Additionally, the team’s focus on strengths includes not only family strengths but also those of other team members. As these strengths are mobilized and prove to be the foundation for successful strategies for the wraparound plan, team members’ assets and capacities are reinforced in their own self-images. Impacts may also be felt beyond a single wraparound team. For example, when a program is well implemented and its teams are successful, the wraparound program can become a strong force acting to undercut provider and community stigmatization of children with complex needs and their families as dysfunctional, unconcerned with improving their lives, incapable of good decision making, and lacking in assets and resourcefulness. It can also promote greater collaboration and optimism among representatives of child-serving systems, as a jurisdiction or community experiences how shared effort can yield more positive outcomes for a population of youth that had previously been difficult to serve effectively.

DATA SUPPLIED:
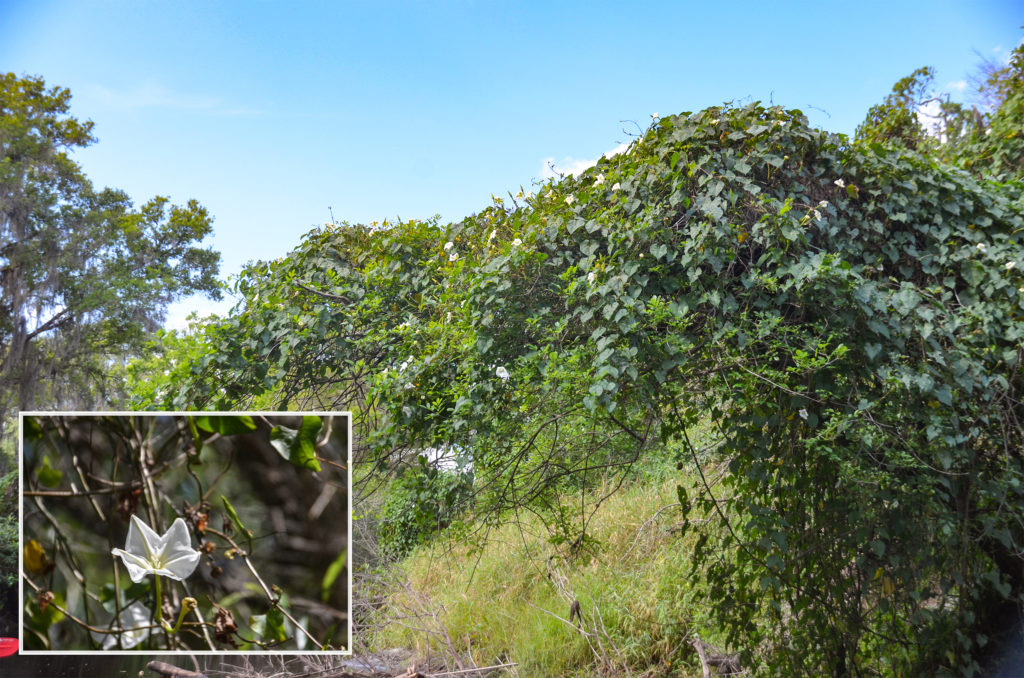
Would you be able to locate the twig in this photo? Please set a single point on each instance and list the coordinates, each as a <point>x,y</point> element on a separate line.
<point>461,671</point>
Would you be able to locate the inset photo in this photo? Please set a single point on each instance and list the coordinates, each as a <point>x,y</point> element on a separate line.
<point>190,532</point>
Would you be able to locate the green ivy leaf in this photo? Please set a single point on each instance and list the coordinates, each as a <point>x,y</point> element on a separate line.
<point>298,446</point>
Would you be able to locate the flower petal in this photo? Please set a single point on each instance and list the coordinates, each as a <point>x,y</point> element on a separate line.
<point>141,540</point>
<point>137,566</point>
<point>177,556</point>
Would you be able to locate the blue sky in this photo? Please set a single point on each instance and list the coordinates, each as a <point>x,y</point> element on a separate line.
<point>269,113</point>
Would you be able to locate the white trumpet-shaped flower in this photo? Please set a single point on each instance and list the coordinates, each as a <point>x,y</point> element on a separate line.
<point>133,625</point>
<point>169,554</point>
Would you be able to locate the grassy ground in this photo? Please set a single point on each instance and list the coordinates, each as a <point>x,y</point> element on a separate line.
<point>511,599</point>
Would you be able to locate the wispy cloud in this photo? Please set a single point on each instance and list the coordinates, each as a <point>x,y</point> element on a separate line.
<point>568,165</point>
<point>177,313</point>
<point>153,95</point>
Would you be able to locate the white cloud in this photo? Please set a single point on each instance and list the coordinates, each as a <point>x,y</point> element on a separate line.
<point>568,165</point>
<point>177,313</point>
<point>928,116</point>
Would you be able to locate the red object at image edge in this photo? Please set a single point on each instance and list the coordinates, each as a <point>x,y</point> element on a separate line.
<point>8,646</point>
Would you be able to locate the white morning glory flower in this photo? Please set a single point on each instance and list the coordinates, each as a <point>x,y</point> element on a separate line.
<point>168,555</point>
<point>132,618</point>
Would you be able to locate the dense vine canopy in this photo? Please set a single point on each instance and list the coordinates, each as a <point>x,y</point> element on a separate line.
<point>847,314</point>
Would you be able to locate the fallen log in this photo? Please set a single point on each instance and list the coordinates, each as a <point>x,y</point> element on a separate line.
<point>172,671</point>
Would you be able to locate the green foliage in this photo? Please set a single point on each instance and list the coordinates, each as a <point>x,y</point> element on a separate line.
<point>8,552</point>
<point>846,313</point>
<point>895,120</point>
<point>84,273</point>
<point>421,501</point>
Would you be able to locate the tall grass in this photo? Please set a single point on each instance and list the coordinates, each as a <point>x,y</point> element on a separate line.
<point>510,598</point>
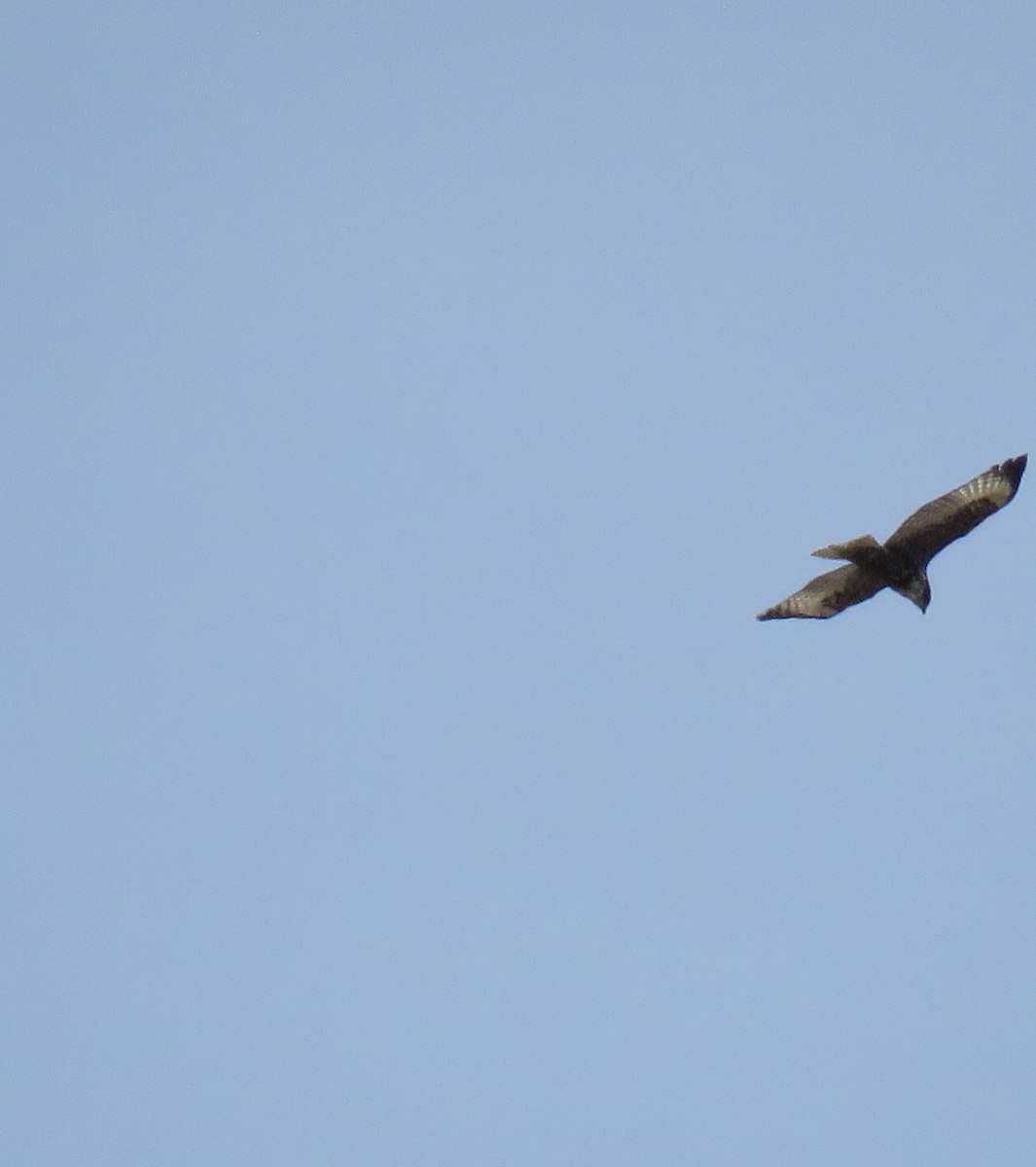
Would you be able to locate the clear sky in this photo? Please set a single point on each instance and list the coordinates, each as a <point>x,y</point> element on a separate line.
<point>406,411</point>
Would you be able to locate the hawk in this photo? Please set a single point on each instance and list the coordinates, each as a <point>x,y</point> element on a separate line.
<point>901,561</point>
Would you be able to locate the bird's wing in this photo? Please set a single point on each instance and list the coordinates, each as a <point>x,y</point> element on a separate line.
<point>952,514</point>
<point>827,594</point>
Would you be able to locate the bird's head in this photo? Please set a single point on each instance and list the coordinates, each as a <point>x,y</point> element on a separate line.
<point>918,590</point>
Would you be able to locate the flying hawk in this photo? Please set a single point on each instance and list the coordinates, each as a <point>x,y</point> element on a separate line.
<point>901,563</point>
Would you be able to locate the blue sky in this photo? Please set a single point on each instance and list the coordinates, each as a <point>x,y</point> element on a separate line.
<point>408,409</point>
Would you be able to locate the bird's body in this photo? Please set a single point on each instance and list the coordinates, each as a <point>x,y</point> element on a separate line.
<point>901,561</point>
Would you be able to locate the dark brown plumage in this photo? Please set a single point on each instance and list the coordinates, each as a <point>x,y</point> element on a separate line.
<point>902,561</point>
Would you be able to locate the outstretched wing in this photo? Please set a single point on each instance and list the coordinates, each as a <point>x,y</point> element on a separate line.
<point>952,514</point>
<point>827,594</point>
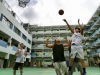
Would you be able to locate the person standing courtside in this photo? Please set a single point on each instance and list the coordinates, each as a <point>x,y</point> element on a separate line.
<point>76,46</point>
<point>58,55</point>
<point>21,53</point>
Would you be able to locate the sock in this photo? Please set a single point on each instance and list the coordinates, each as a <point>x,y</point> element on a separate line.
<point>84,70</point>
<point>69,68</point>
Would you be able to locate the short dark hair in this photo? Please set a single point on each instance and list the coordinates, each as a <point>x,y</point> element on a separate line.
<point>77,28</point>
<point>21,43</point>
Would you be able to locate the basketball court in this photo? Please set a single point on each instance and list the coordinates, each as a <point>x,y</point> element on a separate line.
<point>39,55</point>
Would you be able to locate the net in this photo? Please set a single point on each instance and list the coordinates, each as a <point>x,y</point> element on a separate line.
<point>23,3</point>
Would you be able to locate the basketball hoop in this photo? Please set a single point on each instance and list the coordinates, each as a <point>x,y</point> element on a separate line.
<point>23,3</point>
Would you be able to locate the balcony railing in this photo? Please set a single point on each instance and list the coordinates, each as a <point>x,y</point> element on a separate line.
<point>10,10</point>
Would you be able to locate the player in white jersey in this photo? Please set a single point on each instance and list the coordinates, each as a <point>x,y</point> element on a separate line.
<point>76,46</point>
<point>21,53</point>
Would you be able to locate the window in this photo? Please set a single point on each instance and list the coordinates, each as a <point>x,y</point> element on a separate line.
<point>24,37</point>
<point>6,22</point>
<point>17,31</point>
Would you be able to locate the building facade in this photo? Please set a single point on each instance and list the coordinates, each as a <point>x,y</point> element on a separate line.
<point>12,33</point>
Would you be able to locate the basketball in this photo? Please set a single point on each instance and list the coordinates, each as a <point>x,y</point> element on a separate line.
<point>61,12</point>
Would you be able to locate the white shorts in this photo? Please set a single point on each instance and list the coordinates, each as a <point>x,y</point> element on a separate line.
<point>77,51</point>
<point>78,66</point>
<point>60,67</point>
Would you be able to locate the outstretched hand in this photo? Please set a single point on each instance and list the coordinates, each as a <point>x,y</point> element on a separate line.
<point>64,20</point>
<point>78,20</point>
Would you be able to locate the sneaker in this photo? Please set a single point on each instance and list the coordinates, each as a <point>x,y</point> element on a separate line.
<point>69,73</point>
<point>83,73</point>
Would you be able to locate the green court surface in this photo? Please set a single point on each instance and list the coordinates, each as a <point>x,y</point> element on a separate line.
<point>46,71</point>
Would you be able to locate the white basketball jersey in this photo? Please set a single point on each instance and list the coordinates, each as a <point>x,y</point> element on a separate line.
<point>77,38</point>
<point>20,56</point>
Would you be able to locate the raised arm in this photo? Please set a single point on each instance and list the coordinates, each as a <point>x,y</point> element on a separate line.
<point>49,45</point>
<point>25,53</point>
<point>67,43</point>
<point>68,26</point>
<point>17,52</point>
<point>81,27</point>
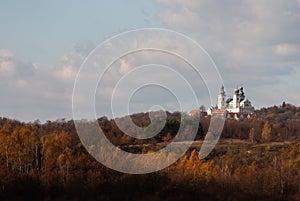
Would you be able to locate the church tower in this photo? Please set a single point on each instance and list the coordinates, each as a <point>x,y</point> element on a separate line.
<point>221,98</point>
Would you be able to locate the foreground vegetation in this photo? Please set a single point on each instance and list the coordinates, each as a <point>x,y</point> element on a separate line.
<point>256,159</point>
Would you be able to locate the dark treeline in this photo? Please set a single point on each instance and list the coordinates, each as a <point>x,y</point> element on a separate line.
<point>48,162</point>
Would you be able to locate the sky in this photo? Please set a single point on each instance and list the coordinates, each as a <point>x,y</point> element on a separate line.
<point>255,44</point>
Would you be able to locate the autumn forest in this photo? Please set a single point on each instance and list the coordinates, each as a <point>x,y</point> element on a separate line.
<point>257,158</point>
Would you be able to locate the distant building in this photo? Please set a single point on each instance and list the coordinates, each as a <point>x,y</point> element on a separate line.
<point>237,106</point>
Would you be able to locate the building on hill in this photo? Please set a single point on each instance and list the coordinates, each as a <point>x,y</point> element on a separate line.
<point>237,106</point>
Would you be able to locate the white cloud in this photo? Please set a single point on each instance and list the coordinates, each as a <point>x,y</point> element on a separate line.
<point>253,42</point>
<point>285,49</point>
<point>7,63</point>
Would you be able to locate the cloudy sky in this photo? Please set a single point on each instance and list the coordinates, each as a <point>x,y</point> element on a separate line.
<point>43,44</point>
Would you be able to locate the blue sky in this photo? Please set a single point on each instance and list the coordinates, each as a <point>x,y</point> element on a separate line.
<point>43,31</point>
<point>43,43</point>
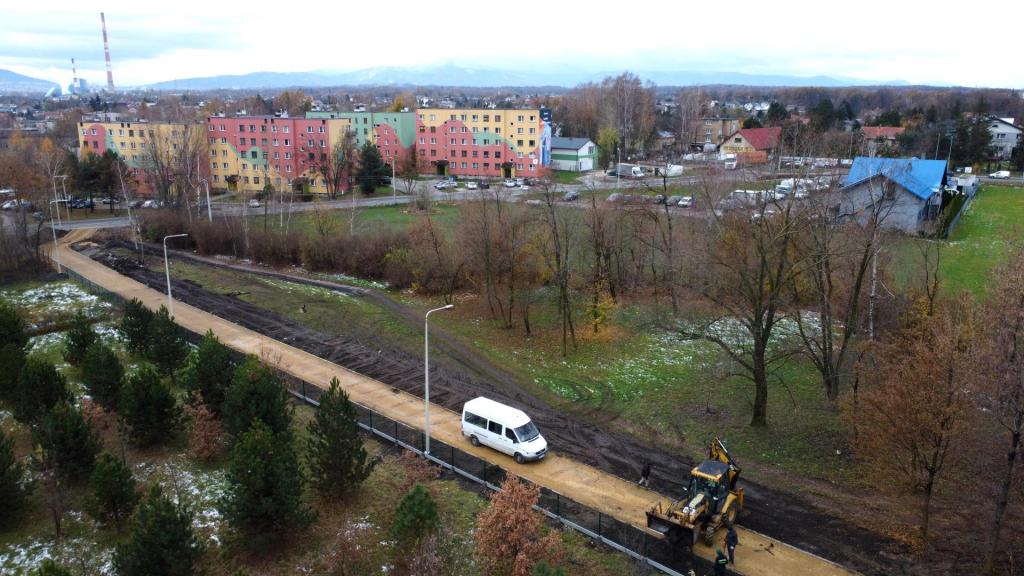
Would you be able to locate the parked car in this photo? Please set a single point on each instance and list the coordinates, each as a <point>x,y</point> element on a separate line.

EXERCISE INSTRUCTIONS:
[A] In the passage on wraparound teams, what does a wraparound program promote among representatives of child-serving systems?
[B] Pick up the passage on wraparound teams after its final sentence and keep writing.

ANSWERS BELOW:
[A] Greater collaboration and optimism.

[B]
Building Practice on Theory

As noted previously, the comprehensive review of implementation research provided by Fixsen et al. (2005) concluded that successful implementation requires not just the presence of key implementation components or “drivers”—such as training and coaching—but also a theoretical framework that provides guidance for structuring the key intervention components so that they operate together in a coherent and mutually reinforcing manner. Furthermore, numerous other researchers have contended that a well-developed theory of change can serve effectively as a theoretical framework for implementation. These researchers have argued that reference to a theory of change is particularly helpful as a foundation for developing training and coaching efforts, because it helps staff members develop a common understanding of their work, what aspects of the work are most important to focus on, and how elements of practice are linked to intermediate and longer-term outcomes.

Developing a Training and Coaching Framework

Given the intuitive appeal as well as theoretical support for basing training and coaching efforts on a theory of change, the University of Maryland Innovations Institute (Innovations) used the theory described above as the basis for its approach to supporting staff development in wraparound. Innovations is a center of excellence that supports policy planning, systems and finance design, workforce development, and data analysis and reporting in Maryland as well as states and communities nationally. Though its implementation support efforts for children’s services are diverse in nature, Innovations specifically serves as an example of applying theory and rigor to a workforce development model in wraparound practice.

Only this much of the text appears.